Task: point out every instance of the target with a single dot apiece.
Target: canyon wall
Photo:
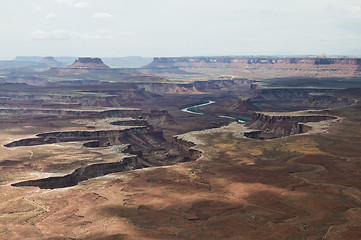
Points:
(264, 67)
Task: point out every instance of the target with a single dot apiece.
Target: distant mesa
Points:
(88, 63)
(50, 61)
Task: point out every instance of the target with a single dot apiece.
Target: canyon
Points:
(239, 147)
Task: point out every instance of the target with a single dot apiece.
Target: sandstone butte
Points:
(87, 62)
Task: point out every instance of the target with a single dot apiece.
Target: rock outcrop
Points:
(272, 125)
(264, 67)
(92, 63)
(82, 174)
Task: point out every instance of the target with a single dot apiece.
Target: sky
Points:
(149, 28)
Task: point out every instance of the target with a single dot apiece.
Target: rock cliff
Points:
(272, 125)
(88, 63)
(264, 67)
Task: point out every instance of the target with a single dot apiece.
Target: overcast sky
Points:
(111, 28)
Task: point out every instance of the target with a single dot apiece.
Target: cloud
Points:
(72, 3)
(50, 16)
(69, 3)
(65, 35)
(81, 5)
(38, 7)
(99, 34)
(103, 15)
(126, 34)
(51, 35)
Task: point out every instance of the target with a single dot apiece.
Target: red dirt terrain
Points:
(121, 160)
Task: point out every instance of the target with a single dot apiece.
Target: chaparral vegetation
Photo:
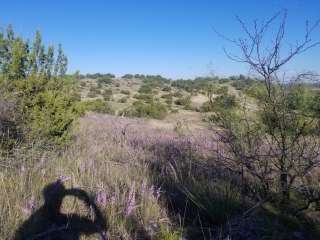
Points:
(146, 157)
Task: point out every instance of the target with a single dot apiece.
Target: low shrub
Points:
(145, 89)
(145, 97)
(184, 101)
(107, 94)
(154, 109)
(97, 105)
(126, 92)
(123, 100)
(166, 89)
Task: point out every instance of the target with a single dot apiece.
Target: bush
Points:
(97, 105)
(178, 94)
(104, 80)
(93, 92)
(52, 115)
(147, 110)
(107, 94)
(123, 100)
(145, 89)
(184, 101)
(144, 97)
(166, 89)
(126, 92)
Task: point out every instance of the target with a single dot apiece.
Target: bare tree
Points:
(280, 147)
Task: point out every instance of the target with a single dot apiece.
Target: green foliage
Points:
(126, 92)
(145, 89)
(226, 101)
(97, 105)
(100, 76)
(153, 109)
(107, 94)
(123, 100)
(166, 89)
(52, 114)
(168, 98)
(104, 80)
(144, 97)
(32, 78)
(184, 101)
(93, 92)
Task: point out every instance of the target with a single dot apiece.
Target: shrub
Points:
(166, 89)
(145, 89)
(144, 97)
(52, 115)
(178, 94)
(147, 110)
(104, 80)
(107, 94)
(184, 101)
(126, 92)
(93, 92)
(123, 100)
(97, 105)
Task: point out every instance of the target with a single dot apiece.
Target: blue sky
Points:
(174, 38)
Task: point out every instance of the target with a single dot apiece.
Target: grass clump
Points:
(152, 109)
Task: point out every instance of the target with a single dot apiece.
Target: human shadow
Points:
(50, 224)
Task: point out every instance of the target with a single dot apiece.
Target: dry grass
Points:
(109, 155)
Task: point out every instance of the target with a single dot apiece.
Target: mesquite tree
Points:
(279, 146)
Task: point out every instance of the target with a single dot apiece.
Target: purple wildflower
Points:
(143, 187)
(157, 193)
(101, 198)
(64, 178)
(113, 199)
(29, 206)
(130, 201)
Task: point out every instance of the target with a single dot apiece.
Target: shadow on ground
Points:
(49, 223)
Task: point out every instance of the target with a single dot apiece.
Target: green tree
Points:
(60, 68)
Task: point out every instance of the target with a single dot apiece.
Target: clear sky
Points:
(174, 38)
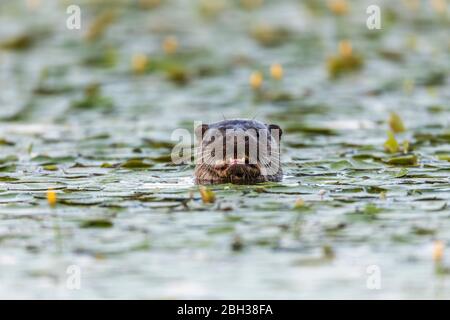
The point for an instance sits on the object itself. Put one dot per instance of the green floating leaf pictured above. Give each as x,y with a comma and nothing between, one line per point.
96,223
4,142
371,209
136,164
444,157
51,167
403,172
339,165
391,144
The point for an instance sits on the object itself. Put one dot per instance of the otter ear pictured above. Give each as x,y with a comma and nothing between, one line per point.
━━━━━━━━
WHAT YOU ARE ASKED TO DO:
Select every line of the material above holding the word "shadow" and copy it.

RESULT BELOW:
Target: human shadow
Target: shadow on ground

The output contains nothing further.